RECORDS FOR THIS EXERCISE

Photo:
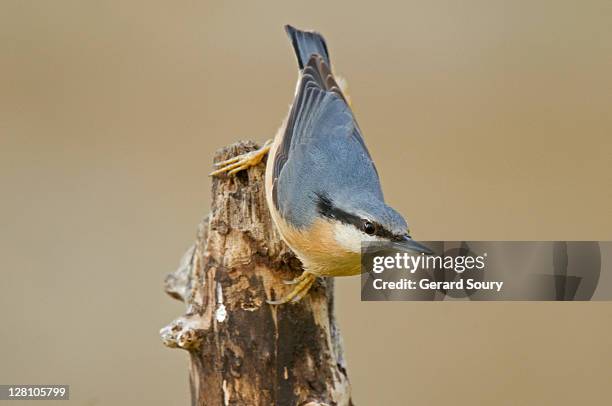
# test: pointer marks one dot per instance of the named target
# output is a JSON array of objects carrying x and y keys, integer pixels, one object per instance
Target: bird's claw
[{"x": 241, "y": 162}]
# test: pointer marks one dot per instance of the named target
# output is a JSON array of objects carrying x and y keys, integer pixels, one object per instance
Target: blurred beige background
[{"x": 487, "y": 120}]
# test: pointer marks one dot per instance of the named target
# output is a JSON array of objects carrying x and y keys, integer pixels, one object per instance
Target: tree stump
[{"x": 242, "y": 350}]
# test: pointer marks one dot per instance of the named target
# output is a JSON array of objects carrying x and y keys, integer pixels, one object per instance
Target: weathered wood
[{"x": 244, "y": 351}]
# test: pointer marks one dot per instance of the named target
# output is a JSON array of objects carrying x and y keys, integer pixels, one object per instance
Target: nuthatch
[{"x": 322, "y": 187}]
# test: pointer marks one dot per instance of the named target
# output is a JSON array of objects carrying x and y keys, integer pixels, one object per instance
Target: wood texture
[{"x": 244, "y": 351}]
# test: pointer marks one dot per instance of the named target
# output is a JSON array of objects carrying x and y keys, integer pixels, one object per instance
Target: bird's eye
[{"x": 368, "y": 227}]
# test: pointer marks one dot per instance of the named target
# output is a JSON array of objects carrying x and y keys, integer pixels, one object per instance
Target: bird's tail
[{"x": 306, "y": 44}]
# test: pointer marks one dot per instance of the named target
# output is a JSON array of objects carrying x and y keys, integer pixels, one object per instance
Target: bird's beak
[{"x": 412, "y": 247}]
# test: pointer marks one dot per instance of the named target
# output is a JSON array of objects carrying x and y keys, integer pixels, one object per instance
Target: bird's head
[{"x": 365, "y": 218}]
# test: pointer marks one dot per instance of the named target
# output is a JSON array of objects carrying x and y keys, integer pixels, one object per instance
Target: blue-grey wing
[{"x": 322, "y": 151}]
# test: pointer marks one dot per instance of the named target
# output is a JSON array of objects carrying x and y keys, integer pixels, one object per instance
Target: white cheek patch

* * *

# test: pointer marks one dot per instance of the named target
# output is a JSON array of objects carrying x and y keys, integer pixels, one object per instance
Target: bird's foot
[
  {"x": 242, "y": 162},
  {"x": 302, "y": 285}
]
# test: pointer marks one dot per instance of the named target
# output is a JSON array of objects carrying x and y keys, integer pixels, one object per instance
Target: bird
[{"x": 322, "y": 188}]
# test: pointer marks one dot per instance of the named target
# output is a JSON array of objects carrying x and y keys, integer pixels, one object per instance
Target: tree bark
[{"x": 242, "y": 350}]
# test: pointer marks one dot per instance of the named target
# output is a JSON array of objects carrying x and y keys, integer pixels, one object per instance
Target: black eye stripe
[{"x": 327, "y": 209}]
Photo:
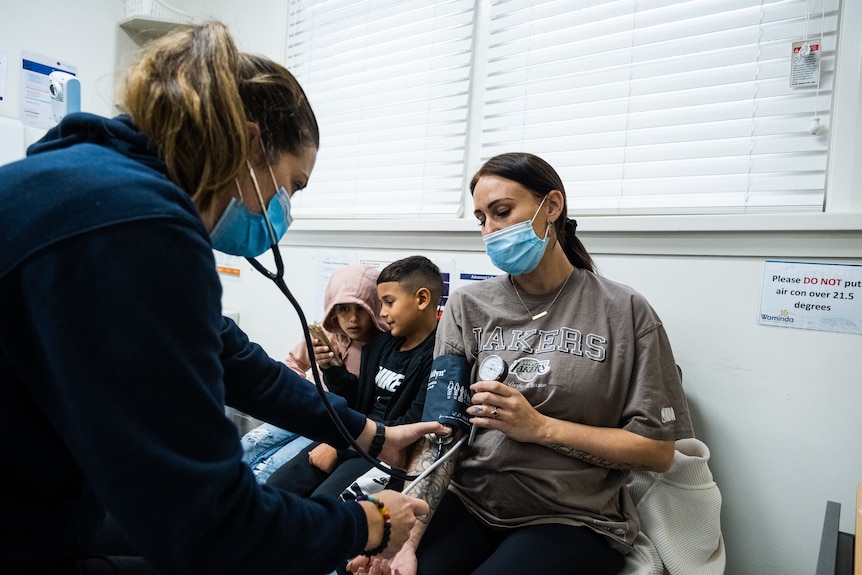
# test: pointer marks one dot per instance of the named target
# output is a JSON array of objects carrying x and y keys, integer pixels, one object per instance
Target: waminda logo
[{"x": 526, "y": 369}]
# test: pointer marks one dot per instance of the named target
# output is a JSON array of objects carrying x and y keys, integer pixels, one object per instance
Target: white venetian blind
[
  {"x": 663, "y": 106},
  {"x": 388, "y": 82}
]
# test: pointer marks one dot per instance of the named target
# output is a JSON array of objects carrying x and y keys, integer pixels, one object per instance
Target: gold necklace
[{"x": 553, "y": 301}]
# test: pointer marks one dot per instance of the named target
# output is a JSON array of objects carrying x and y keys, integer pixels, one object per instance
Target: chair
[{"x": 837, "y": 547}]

---

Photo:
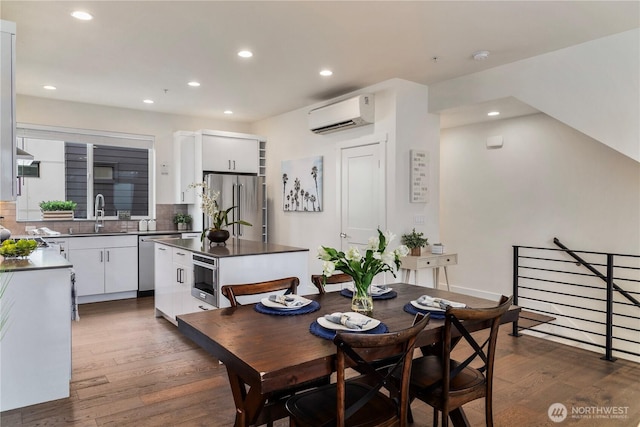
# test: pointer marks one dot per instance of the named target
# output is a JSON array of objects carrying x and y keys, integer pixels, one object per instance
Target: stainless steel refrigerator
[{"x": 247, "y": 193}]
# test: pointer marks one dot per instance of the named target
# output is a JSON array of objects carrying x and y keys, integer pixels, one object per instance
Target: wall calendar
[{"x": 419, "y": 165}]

GOAL OF THE EXERCISE
Set down, exactly as they appear above, all lines from the one that has "Target: bird's head" down to the one that has "Target: white cheek patch", including those two and no others.

RESPONSE TO THIS TASK
Target: bird's head
[{"x": 365, "y": 218}]
# test: pointer marks one dot per instance of the named target
# output is a JSON array of objects carrying x and y keys, integer pixels, one object per instance
Target: blue-grey wing
[{"x": 322, "y": 151}]
# test: pointer marks one dot per instance of the named target
# output is a JSON array of objects carrying x and y keys, integer pixels, one object per instance
Target: white cheek patch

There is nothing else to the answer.